--- Data lines ---
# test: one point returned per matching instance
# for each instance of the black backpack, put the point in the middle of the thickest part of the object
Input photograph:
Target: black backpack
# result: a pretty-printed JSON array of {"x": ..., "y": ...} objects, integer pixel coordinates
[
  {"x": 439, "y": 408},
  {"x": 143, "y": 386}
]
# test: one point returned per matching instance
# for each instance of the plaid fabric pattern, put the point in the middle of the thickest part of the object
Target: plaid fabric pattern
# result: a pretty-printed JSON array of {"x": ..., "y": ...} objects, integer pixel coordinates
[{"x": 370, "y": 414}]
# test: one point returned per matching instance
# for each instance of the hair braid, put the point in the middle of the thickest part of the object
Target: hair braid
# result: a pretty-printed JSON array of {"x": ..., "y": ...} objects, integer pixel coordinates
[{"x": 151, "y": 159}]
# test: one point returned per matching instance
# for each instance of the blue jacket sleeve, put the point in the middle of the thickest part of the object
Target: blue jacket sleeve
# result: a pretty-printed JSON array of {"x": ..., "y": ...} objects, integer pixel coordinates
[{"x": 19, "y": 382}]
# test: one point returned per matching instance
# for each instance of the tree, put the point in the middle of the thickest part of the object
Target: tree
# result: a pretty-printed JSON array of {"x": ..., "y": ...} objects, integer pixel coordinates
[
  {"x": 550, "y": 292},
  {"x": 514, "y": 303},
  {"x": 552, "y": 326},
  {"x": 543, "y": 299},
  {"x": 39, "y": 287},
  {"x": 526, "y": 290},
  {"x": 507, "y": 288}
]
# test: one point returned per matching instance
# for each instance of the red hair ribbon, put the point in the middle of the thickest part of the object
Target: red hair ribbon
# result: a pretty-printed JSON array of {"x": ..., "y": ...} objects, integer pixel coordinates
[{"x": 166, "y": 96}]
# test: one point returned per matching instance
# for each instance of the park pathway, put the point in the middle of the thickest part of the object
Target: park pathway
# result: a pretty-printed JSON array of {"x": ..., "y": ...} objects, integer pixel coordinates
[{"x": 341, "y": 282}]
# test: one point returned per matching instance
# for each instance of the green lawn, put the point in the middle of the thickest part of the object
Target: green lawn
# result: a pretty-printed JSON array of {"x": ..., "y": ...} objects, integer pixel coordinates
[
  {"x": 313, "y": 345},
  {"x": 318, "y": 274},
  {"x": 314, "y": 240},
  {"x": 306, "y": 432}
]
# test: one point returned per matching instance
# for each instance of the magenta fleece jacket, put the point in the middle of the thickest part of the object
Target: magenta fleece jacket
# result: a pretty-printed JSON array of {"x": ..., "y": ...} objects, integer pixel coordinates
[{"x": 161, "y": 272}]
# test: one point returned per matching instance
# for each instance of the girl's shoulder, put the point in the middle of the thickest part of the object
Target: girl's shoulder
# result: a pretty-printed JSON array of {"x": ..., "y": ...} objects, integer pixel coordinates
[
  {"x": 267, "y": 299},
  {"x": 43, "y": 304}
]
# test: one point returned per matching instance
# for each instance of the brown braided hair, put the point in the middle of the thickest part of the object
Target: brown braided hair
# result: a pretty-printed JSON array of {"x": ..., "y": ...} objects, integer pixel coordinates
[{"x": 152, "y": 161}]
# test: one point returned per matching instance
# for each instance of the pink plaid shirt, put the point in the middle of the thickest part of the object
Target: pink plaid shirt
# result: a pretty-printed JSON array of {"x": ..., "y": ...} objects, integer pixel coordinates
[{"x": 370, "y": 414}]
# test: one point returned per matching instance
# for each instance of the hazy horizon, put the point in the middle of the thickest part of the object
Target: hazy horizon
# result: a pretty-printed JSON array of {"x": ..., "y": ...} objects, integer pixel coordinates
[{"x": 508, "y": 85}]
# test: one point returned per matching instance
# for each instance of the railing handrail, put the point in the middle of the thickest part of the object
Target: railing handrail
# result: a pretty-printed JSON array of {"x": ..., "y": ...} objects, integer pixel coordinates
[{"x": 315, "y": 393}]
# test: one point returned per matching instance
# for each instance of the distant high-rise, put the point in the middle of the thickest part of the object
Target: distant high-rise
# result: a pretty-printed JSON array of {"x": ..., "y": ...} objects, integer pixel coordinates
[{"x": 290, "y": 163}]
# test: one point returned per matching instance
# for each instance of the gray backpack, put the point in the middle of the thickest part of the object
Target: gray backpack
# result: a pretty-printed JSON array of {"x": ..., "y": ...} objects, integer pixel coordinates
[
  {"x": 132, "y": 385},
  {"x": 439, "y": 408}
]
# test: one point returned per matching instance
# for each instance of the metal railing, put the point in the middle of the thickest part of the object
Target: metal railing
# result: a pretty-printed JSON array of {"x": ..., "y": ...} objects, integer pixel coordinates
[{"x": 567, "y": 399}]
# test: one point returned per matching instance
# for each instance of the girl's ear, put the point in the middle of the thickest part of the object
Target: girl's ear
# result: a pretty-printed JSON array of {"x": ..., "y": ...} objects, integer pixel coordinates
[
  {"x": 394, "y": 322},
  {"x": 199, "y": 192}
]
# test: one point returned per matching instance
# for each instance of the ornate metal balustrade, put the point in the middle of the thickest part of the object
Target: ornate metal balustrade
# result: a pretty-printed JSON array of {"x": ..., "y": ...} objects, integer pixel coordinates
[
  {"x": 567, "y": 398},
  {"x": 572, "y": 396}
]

--- Exercise goal ---
Every entry must be retyped in full, exactly as given.

--- Result below ---
# test: one point returned per matching instance
# for each instance of the black backpack, put the point in the middle of the thickest part of the object
Input photograph:
Target: black backpack
# result: a pretty-printed JSON array of {"x": ..., "y": ...} objects, integer pixel coordinates
[
  {"x": 439, "y": 408},
  {"x": 143, "y": 386}
]
# test: one point returned per matching instance
# for each instance of the plaid fabric pattern, put the point in the middle of the thickest part of the object
Target: plaid fabric pattern
# result: a pretty-printed JSON array of {"x": ..., "y": ...} objects, integer pixel coordinates
[{"x": 370, "y": 414}]
# test: one point returned per matching instance
# for each instance of the hair braid, put the point in the middle of the thickest part of the object
Target: hair braid
# result: a pretty-printed JSON array of {"x": ..., "y": ...} objects, integer pixel coordinates
[{"x": 151, "y": 159}]
# test: one point returned per matching instance
# for each instance of the blue jacket sleeve, put the point in the middle of the thickest part of the object
Target: blue jacket sleeve
# result: a pretty-printed JSON array of {"x": ..., "y": ...} objects, integer pixel coordinates
[{"x": 19, "y": 382}]
# test: one point returned per matching instance
# for each instance of the tree, put the point in the middle of the thickest part of the object
Target: tree
# result: a pretty-printed JSON array of {"x": ..., "y": ...} objects, integer pixel coordinates
[
  {"x": 550, "y": 292},
  {"x": 514, "y": 303},
  {"x": 552, "y": 326},
  {"x": 543, "y": 299},
  {"x": 39, "y": 287},
  {"x": 526, "y": 290},
  {"x": 507, "y": 288}
]
# test: one point returned per matching instance
# for each instance of the red hair ribbon, put the point in the middle of the thickest part of the object
Target: red hair ribbon
# result: a pretty-printed JSON array of {"x": ..., "y": ...} objects, integer pixel coordinates
[{"x": 166, "y": 96}]
# test: one point returned per matching instance
# for each instance of the park pathway, put the point in the middle of the thickest part of the object
Target: park pathway
# result: a pretty-printed JSON array of {"x": ..., "y": ...} objects, integer pixel coordinates
[{"x": 341, "y": 282}]
# test: one point returned per matching instance
# for each instance of the green lawn, put the point in the middle of the thickest part of the object
Target: green lawn
# result: a pretty-printed JSON array of {"x": ..., "y": ...} objects, integer pixel coordinates
[
  {"x": 313, "y": 345},
  {"x": 318, "y": 274},
  {"x": 314, "y": 240},
  {"x": 306, "y": 432}
]
# test: one point returned per matching instance
# for each instance of the magenta fleece jacket, put the point in the middle of the thickest part of the object
Target: magenta fleece jacket
# result: a pretty-printed JSON array of {"x": ..., "y": ...} objects, integer pixel coordinates
[{"x": 161, "y": 272}]
# test: one point returned per matching instance
# for each instance of the girl's shoulder, put the point in the middle of the thickest part of the object
Target: girl's shoulder
# result: a pretty-printed JSON array of {"x": ..., "y": ...} objects, integer pixel coordinates
[
  {"x": 267, "y": 299},
  {"x": 43, "y": 304}
]
# test: one point returned per matching instance
# for each instance of the brown braided hair, put the point in the middle of the thickest part of the object
Target: brown braided hair
# result: a pretty-printed JSON array of {"x": ..., "y": ...} objects, integer pixel coordinates
[{"x": 152, "y": 161}]
# test: one point returned per matching instance
# for each instance of the pink plaid shirt, put the point in the middle of the thickest part of the object
Target: pink plaid shirt
# result: a pretty-printed JSON array of {"x": ..., "y": ...} objects, integer pixel coordinates
[{"x": 370, "y": 414}]
# test: one point returned per matching instance
# for each instance of the hazy horizon, put the point in the middle of the thickest part of the object
Target: hazy horizon
# result: a pretty-printed JSON array of {"x": ..., "y": ...} objects, integer pixel coordinates
[{"x": 508, "y": 85}]
# test: one point returned per matching instance
# for each instance of the railing handrail, put the point in the middle of the thickest part of the object
Target: railing handrail
# result: a pretty-printed JSON array of {"x": ..., "y": ...} objects, integer pixel coordinates
[{"x": 315, "y": 393}]
# test: one point returned per matching instance
# for each instance of the distant high-rise, put the point in the middle of the thickest part of the object
Target: distant high-rise
# result: a pretty-printed JSON array of {"x": ..., "y": ...} objects, integer pixel coordinates
[{"x": 290, "y": 163}]
# test: one point returned per matching instance
# for each instance of the gray backpack, put the point in the middle of the thickest part of the object
Target: gray backpack
# result: a pretty-printed JSON array of {"x": ..., "y": ...} objects, integer pixel coordinates
[
  {"x": 132, "y": 385},
  {"x": 439, "y": 408}
]
# test: one point returned per matching instance
# for each instance of the metal railing, put the point in the middle of the thickest part of the object
Target: metal railing
# result: a pretty-printed JSON array of {"x": ..., "y": ...} objects, integer pixel coordinates
[{"x": 567, "y": 399}]
# test: one point returned per matching instance
# for each instance of the girl's ear, put the point in the middle of the thickest part of the object
Target: girl's ear
# result: a pretty-printed JSON array of {"x": ..., "y": ...} objects, integer pixel coordinates
[
  {"x": 394, "y": 322},
  {"x": 199, "y": 192}
]
# test: one point returned per matching instance
# for each instance of the ornate metal balustrade, put the point in the middle of the thickest part of the object
Target: ornate metal balustrade
# result: a pretty-printed JSON array of {"x": ..., "y": ...} objects, integer pixel coordinates
[
  {"x": 567, "y": 398},
  {"x": 572, "y": 396}
]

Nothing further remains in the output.